### Exercise brief
Every entry is to be returned unchanged, and no picture is to be included.
[Start of Attachment]
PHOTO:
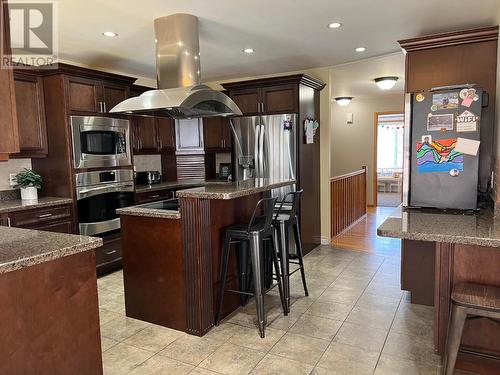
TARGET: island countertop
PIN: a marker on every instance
(231, 190)
(20, 248)
(481, 229)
[End of Attachment]
### Exercise result
PHOTO:
TARGET: island countertop
PIN: a marker on every instance
(231, 190)
(20, 248)
(481, 229)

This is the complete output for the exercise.